[TASK TO CARRY OUT] Each line from the one containing "black sedan is, box it up" through the final line of the records is to be repeated exactly, with no additions.
· · · ·
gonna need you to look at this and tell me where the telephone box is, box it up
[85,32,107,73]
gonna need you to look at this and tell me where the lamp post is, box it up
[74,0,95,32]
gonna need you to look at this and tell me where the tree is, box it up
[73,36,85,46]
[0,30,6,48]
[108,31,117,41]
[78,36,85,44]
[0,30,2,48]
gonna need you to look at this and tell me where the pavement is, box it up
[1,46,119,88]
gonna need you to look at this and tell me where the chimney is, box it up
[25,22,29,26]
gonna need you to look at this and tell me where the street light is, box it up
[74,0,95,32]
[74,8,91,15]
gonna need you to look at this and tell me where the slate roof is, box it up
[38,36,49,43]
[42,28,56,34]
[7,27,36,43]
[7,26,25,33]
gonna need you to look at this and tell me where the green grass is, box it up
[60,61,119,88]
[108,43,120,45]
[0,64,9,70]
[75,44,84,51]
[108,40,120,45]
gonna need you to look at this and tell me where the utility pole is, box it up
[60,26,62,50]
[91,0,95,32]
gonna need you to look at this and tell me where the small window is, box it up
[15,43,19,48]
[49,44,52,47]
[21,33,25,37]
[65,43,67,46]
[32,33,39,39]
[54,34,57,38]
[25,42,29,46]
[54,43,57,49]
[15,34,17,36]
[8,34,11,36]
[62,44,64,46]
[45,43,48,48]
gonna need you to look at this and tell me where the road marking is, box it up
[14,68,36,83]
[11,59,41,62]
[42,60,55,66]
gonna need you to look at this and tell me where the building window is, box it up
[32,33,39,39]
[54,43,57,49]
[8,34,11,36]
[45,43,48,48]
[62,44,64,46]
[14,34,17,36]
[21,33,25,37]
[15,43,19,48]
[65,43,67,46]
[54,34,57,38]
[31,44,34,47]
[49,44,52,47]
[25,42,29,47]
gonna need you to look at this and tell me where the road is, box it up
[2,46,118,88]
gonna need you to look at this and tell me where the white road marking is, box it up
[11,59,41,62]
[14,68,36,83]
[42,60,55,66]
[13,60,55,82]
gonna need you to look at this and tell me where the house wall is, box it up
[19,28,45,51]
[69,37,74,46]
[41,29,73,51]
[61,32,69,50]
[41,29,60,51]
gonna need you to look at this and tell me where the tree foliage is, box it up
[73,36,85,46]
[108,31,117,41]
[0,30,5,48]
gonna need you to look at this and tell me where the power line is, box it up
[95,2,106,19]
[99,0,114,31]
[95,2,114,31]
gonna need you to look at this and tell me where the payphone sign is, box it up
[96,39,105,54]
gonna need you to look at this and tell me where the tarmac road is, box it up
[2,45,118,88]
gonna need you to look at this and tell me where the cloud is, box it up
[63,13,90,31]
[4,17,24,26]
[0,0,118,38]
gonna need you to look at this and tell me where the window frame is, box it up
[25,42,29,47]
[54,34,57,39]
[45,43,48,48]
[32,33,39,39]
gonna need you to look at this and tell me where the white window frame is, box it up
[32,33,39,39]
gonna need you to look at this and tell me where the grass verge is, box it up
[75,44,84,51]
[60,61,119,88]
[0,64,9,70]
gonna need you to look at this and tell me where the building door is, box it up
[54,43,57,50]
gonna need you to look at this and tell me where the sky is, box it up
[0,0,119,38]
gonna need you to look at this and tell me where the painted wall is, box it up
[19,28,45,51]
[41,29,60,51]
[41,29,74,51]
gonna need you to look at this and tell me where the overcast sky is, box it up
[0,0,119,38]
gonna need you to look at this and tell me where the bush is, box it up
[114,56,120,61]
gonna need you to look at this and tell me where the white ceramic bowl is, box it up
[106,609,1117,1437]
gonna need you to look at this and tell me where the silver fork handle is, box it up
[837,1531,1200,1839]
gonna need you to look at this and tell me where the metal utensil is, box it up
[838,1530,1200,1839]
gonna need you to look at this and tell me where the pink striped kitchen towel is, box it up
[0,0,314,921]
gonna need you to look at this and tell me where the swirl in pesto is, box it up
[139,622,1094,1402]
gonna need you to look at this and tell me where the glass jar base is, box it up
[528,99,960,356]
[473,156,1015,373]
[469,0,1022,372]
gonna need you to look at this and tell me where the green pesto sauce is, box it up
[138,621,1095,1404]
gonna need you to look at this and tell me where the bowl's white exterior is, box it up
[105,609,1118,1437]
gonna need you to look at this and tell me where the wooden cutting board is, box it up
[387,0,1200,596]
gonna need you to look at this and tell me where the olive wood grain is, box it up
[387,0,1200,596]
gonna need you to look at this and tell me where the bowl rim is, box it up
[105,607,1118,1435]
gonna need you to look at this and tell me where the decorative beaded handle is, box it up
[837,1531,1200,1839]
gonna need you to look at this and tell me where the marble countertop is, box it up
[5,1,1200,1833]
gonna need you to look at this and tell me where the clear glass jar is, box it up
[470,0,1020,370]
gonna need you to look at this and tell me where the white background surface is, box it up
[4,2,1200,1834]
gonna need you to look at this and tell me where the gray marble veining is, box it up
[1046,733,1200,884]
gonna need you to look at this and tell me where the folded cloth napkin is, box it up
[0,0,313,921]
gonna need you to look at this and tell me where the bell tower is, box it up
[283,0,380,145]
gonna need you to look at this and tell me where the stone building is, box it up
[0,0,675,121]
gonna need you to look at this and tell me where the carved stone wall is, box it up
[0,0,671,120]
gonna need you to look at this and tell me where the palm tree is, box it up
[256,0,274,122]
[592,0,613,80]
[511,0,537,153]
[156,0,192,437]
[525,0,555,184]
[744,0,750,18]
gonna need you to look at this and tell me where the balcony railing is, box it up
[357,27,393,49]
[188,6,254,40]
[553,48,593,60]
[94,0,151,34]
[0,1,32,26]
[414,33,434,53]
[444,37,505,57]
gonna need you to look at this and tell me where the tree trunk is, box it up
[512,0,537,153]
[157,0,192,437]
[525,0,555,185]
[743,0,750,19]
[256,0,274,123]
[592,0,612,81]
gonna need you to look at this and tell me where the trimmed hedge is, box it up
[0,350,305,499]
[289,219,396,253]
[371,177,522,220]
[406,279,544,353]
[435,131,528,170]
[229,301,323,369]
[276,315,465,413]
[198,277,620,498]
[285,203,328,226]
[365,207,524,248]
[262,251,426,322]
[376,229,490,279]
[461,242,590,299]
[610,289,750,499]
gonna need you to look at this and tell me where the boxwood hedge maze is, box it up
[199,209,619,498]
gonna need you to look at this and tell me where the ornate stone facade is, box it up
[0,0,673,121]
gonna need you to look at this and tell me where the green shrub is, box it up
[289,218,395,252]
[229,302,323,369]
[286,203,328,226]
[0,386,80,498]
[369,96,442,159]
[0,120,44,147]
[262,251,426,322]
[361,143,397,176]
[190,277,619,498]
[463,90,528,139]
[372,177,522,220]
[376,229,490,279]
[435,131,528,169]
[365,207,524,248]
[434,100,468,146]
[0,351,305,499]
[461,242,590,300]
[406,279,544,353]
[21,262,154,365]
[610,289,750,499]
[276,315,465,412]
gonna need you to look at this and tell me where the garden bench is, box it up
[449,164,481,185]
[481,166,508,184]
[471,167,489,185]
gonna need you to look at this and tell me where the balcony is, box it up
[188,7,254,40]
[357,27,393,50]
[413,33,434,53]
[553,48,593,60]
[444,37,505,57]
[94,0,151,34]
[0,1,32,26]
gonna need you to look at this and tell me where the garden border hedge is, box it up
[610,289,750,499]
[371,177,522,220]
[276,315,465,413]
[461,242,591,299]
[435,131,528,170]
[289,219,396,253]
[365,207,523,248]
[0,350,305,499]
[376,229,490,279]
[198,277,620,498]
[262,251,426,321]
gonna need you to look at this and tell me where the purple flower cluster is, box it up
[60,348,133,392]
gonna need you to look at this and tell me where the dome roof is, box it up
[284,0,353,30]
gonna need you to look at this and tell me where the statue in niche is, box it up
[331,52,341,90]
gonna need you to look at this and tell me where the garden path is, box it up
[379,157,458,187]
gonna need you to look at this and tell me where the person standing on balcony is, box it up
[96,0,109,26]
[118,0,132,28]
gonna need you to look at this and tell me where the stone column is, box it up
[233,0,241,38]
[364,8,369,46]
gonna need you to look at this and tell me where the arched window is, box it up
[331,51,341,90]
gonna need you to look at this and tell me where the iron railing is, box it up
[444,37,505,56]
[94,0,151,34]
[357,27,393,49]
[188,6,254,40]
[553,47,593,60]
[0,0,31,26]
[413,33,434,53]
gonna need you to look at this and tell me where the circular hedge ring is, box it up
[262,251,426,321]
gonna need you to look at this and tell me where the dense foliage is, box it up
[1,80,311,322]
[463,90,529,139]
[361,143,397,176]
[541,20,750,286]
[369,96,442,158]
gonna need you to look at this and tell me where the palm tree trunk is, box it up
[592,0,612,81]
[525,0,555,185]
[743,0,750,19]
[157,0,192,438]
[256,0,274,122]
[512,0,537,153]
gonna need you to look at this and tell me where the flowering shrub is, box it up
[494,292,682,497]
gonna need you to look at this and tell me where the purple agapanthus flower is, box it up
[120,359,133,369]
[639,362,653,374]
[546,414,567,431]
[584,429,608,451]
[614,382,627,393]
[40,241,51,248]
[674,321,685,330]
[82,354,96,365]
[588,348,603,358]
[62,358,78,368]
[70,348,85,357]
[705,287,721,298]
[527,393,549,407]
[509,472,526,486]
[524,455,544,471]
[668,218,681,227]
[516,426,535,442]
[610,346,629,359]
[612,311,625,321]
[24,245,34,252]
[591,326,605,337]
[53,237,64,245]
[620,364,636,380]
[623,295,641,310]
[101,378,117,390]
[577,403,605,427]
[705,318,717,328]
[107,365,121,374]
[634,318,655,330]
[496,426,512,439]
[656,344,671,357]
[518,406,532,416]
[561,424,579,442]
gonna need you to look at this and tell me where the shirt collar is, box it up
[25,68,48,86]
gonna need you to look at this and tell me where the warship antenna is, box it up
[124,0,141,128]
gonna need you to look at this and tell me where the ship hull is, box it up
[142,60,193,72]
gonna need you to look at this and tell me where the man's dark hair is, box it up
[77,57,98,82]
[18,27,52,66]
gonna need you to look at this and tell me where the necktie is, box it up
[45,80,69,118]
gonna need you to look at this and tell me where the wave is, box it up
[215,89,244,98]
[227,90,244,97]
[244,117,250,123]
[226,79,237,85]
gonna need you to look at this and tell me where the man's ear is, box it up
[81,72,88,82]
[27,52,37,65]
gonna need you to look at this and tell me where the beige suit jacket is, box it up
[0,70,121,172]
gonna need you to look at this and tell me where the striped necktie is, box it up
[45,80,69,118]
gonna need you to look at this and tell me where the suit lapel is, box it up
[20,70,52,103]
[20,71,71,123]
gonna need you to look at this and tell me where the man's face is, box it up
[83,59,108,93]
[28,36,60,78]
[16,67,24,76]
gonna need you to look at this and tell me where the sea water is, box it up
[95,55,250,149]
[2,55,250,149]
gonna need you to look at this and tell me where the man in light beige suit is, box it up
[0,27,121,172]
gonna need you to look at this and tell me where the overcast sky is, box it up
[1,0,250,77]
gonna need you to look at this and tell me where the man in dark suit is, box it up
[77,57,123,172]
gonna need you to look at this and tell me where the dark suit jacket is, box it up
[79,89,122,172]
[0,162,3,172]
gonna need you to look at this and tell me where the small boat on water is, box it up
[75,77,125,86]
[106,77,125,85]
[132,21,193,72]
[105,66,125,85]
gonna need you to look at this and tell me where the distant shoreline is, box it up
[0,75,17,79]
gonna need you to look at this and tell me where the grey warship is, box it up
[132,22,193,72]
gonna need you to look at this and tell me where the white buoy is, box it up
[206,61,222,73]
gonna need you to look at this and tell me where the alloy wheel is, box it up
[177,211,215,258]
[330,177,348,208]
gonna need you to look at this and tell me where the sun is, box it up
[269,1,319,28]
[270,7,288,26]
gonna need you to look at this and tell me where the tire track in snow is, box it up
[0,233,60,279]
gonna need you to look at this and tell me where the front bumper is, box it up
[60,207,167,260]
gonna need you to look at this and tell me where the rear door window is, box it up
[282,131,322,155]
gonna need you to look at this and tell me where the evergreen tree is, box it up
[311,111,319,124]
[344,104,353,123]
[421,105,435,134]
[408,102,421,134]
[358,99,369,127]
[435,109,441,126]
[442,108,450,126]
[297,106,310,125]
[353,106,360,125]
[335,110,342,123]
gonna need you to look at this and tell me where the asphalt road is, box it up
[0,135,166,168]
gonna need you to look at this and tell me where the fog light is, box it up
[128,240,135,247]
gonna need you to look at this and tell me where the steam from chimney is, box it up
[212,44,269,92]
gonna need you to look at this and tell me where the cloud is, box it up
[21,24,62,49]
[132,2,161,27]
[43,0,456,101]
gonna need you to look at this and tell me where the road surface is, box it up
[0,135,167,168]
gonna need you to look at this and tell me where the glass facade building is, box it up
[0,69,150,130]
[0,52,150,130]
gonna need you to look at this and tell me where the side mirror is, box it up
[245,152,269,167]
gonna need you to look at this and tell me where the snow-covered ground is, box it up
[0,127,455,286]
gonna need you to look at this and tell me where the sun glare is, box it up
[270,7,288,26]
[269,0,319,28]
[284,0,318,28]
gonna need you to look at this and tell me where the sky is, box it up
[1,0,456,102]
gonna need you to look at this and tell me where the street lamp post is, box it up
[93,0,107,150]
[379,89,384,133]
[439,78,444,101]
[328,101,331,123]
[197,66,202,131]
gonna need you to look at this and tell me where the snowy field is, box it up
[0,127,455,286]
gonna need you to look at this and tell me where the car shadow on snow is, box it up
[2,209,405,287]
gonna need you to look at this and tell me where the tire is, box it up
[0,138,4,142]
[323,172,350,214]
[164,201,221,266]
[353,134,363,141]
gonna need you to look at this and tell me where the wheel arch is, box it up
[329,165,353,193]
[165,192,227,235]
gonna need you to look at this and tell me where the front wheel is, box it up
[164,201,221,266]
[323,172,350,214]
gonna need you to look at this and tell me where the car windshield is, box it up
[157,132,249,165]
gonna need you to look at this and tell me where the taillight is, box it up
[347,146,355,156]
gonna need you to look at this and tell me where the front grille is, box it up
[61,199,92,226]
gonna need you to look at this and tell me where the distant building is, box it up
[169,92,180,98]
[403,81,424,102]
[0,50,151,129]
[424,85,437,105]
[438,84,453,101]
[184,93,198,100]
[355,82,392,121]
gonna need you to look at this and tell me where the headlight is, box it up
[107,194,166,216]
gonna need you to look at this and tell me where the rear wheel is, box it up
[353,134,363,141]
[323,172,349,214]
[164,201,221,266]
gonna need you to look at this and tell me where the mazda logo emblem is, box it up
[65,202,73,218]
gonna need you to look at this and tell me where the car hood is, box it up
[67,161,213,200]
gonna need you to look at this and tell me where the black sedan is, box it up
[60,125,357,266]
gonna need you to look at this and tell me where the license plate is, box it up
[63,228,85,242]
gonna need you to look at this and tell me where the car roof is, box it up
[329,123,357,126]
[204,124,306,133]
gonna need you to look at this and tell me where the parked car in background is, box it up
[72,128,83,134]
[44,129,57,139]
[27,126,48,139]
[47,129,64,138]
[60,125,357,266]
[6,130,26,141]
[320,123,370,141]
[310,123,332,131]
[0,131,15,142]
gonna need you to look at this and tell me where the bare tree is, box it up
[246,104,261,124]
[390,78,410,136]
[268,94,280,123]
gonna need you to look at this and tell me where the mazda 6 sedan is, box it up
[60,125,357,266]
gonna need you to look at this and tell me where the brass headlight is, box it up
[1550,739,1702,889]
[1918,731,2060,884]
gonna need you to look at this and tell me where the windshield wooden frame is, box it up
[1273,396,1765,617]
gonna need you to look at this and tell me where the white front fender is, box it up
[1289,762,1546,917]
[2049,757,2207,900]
· · · ·
[OUTPUT FOR THIS EXERCISE]
gonna need you to look at this and tell me where the black sedan is, box it up
[60,125,357,266]
gonna need you to look at this and tell me where the license plate is, box it up
[63,228,85,242]
gonna need you to look at this and tell me where the car roof is, box it up
[329,123,357,126]
[204,124,306,133]
gonna need you to look at this and tell me where the parked car in background is, box it up
[72,128,83,134]
[44,129,57,139]
[27,126,48,139]
[47,129,64,138]
[60,125,357,266]
[6,130,26,141]
[320,123,370,141]
[310,123,332,131]
[0,131,15,142]
gonna need you to look at this and tell me where the bare tree is, box it up
[246,104,261,124]
[390,78,410,136]
[268,94,280,123]
gonna need you to look at this and tell me where the mazda 6 sedan is, box it up
[60,125,357,266]
gonna need you to look at this and tell me where the brass headlight is, box it up
[1550,739,1702,889]
[1918,731,2060,884]
gonna need you to look at this and tell me where the windshield wooden frame is, box it up
[1273,396,1765,617]
gonna need you to look at this and tell me where the white front fender is, box it up
[1289,762,1546,917]
[2049,757,2207,900]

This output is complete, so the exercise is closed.